__The data__.
_ _ _ _ _
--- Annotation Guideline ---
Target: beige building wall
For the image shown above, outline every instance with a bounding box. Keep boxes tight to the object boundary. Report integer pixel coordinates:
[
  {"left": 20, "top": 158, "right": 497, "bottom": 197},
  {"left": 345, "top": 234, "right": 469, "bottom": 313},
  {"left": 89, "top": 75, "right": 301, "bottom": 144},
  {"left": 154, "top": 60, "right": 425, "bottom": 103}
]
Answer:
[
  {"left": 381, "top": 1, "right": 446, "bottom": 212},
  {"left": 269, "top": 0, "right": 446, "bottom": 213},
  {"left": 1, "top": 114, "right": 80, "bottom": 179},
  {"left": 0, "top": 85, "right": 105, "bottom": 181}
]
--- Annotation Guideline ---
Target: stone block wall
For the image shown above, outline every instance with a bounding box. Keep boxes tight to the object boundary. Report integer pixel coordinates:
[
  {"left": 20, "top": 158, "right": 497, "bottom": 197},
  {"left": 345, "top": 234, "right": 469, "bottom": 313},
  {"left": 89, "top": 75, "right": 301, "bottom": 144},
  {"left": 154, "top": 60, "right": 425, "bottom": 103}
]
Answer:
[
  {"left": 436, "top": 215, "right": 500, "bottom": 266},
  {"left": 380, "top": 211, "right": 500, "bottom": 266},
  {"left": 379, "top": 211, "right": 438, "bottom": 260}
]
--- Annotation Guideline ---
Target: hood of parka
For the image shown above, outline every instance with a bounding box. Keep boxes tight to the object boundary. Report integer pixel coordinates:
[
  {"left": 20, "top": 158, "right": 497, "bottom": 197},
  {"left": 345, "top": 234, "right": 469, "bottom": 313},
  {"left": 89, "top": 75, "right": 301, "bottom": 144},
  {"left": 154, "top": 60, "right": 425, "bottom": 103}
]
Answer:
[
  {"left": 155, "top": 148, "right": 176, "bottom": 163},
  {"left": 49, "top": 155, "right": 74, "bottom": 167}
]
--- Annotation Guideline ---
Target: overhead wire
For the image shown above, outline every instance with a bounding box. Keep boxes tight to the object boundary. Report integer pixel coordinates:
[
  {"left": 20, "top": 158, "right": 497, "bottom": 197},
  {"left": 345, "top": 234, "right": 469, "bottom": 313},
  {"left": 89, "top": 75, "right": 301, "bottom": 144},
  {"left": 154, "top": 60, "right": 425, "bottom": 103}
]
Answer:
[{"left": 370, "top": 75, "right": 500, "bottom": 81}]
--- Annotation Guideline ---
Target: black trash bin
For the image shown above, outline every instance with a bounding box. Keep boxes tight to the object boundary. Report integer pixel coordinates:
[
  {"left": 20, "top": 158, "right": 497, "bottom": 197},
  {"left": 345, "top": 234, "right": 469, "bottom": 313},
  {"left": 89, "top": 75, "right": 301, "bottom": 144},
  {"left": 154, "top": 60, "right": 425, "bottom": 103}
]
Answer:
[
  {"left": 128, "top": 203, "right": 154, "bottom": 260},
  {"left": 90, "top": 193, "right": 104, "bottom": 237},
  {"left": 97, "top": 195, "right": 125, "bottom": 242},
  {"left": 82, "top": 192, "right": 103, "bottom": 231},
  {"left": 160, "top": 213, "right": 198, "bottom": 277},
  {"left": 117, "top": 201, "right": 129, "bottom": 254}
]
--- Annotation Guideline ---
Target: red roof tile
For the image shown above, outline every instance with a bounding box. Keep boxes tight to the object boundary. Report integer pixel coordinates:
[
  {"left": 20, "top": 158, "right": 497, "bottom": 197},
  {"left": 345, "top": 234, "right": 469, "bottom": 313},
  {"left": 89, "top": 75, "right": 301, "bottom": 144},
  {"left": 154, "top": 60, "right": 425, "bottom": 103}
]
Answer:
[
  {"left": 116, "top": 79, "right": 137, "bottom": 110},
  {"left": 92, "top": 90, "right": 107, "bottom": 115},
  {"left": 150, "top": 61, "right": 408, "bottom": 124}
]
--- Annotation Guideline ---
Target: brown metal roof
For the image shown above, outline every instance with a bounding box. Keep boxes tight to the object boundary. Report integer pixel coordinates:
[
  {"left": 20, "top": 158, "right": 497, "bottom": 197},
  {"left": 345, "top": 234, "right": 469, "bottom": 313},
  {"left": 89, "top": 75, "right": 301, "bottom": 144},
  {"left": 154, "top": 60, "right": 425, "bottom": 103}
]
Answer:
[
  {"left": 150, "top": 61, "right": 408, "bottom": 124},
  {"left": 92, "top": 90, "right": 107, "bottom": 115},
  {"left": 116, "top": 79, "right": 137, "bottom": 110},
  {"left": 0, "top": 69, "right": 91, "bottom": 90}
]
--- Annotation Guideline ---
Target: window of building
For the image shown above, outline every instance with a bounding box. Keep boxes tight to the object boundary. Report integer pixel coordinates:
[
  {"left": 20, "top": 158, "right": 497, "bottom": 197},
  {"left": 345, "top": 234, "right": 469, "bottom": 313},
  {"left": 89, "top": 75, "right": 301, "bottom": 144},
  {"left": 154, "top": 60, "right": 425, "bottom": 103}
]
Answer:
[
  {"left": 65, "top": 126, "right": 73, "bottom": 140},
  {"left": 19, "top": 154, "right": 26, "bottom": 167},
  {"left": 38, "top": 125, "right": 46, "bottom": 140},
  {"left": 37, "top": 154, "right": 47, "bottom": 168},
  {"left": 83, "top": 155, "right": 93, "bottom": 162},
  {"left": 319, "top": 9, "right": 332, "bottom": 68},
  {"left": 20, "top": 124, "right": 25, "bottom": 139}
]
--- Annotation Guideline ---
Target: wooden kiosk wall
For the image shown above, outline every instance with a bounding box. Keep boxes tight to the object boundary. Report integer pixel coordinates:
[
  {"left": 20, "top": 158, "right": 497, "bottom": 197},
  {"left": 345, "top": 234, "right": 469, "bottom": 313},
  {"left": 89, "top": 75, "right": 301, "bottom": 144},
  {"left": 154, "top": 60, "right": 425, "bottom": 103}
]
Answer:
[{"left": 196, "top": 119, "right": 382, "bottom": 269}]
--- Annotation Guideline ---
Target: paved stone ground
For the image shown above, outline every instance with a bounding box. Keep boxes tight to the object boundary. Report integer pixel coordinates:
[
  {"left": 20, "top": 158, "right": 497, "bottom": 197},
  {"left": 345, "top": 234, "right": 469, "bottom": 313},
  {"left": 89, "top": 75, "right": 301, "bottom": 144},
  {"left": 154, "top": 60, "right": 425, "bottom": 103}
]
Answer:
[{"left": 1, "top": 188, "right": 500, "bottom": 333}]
_ _ _ _ _
__Exercise aim__.
Reproduce the full set of entries above exactly, without dropping a line.

__Your response__.
--- Annotation Guideline ---
Target: beige building wall
For the image shown above, outline every instance with a bounding box. Keep boxes tight to the object boundary. Report integer pixel coordinates:
[
  {"left": 20, "top": 158, "right": 497, "bottom": 197},
  {"left": 345, "top": 234, "right": 469, "bottom": 313},
  {"left": 89, "top": 75, "right": 301, "bottom": 144},
  {"left": 154, "top": 60, "right": 425, "bottom": 103}
]
Answer:
[
  {"left": 381, "top": 1, "right": 446, "bottom": 212},
  {"left": 269, "top": 0, "right": 446, "bottom": 213},
  {"left": 1, "top": 114, "right": 80, "bottom": 179},
  {"left": 0, "top": 85, "right": 105, "bottom": 181}
]
--- Annotation Guideline ---
Target: stone block wall
For the image shown above, outline every instance with a bounding box. Keep boxes tight to the object boundary. Report integer pixel coordinates:
[
  {"left": 20, "top": 158, "right": 497, "bottom": 197},
  {"left": 345, "top": 234, "right": 469, "bottom": 313},
  {"left": 89, "top": 75, "right": 301, "bottom": 144},
  {"left": 154, "top": 60, "right": 425, "bottom": 103}
]
Answer:
[
  {"left": 436, "top": 215, "right": 500, "bottom": 266},
  {"left": 380, "top": 211, "right": 500, "bottom": 266},
  {"left": 379, "top": 211, "right": 438, "bottom": 260}
]
--- Annotation Guideline ---
Target: hood of parka
For the image shown above, outline every instance with a bounding box. Keep boxes tight to the object boundary. Report integer pixel coordinates:
[
  {"left": 20, "top": 158, "right": 497, "bottom": 197},
  {"left": 345, "top": 234, "right": 469, "bottom": 313},
  {"left": 89, "top": 75, "right": 301, "bottom": 144},
  {"left": 154, "top": 60, "right": 425, "bottom": 103}
]
Answer:
[
  {"left": 155, "top": 148, "right": 176, "bottom": 163},
  {"left": 49, "top": 155, "right": 74, "bottom": 167}
]
--- Annotation Guideline ---
Target: overhead wire
For the image shown above, outline every instance with a bounding box. Keep boxes tight to the object boundary. Report integer pixel coordinates:
[
  {"left": 20, "top": 158, "right": 497, "bottom": 197},
  {"left": 345, "top": 234, "right": 469, "bottom": 313},
  {"left": 89, "top": 75, "right": 301, "bottom": 144},
  {"left": 154, "top": 60, "right": 425, "bottom": 103}
]
Answer:
[{"left": 370, "top": 75, "right": 500, "bottom": 81}]
--- Annotation Guideline ---
Target: black trash bin
For the image shown above, outline every instance with a bounding box. Keep boxes tight to the object boundary. Report integer pixel coordinates:
[
  {"left": 20, "top": 158, "right": 497, "bottom": 197},
  {"left": 345, "top": 234, "right": 469, "bottom": 313},
  {"left": 89, "top": 75, "right": 301, "bottom": 144},
  {"left": 154, "top": 60, "right": 425, "bottom": 103}
]
Answer:
[
  {"left": 128, "top": 203, "right": 154, "bottom": 260},
  {"left": 90, "top": 193, "right": 104, "bottom": 237},
  {"left": 97, "top": 195, "right": 125, "bottom": 242},
  {"left": 82, "top": 192, "right": 103, "bottom": 231},
  {"left": 160, "top": 213, "right": 198, "bottom": 277},
  {"left": 117, "top": 201, "right": 129, "bottom": 254}
]
--- Annotation Guideline ---
Target: red roof tile
For the image shown above, outline every instance with a bounding box. Keep boxes tight to the object boundary. Report integer pixel coordinates:
[
  {"left": 20, "top": 158, "right": 497, "bottom": 197},
  {"left": 345, "top": 234, "right": 469, "bottom": 313},
  {"left": 89, "top": 75, "right": 301, "bottom": 144},
  {"left": 154, "top": 60, "right": 425, "bottom": 103}
]
Answer:
[
  {"left": 116, "top": 79, "right": 137, "bottom": 110},
  {"left": 92, "top": 90, "right": 107, "bottom": 115},
  {"left": 150, "top": 61, "right": 408, "bottom": 124}
]
--- Annotation Guideline ---
Target: brown metal roof
For the image shown above, outline every instance with a bounding box. Keep boxes tight to the object boundary. Report integer pixel coordinates:
[
  {"left": 20, "top": 158, "right": 497, "bottom": 197},
  {"left": 345, "top": 234, "right": 469, "bottom": 313},
  {"left": 89, "top": 75, "right": 301, "bottom": 144},
  {"left": 154, "top": 60, "right": 425, "bottom": 103}
]
Answer:
[
  {"left": 150, "top": 61, "right": 408, "bottom": 124},
  {"left": 92, "top": 90, "right": 107, "bottom": 115},
  {"left": 116, "top": 79, "right": 137, "bottom": 110},
  {"left": 0, "top": 69, "right": 91, "bottom": 90}
]
--- Annotation Guideline ---
Target: window of building
For the image shown above, outline every instance with a bounding box. Keep boxes tight to the object boundary. Report integer pixel coordinates:
[
  {"left": 20, "top": 158, "right": 497, "bottom": 197},
  {"left": 345, "top": 234, "right": 469, "bottom": 313},
  {"left": 89, "top": 75, "right": 301, "bottom": 144},
  {"left": 154, "top": 60, "right": 425, "bottom": 103}
]
Answer:
[
  {"left": 65, "top": 126, "right": 73, "bottom": 140},
  {"left": 19, "top": 154, "right": 26, "bottom": 167},
  {"left": 38, "top": 125, "right": 46, "bottom": 140},
  {"left": 37, "top": 154, "right": 47, "bottom": 168},
  {"left": 83, "top": 155, "right": 93, "bottom": 162},
  {"left": 319, "top": 9, "right": 332, "bottom": 68},
  {"left": 20, "top": 124, "right": 25, "bottom": 139}
]
--- Annotation Guideline ---
Target: wooden kiosk wall
For the image shown above, outline every instance with a bounding box. Keep boxes tight to the object boundary. Report integer pixel coordinates:
[
  {"left": 20, "top": 158, "right": 497, "bottom": 197},
  {"left": 345, "top": 234, "right": 469, "bottom": 313},
  {"left": 89, "top": 75, "right": 301, "bottom": 144},
  {"left": 154, "top": 60, "right": 425, "bottom": 103}
]
Answer:
[{"left": 196, "top": 119, "right": 382, "bottom": 269}]
--- Annotation Guideline ---
Target: paved stone ground
For the image shown above, outline every instance with a bounding box. Keep boxes tight to the object boundary. Report integer pixel coordinates:
[
  {"left": 20, "top": 158, "right": 497, "bottom": 197},
  {"left": 345, "top": 234, "right": 469, "bottom": 313},
  {"left": 89, "top": 75, "right": 301, "bottom": 144},
  {"left": 154, "top": 60, "right": 425, "bottom": 103}
]
Answer:
[{"left": 1, "top": 188, "right": 500, "bottom": 333}]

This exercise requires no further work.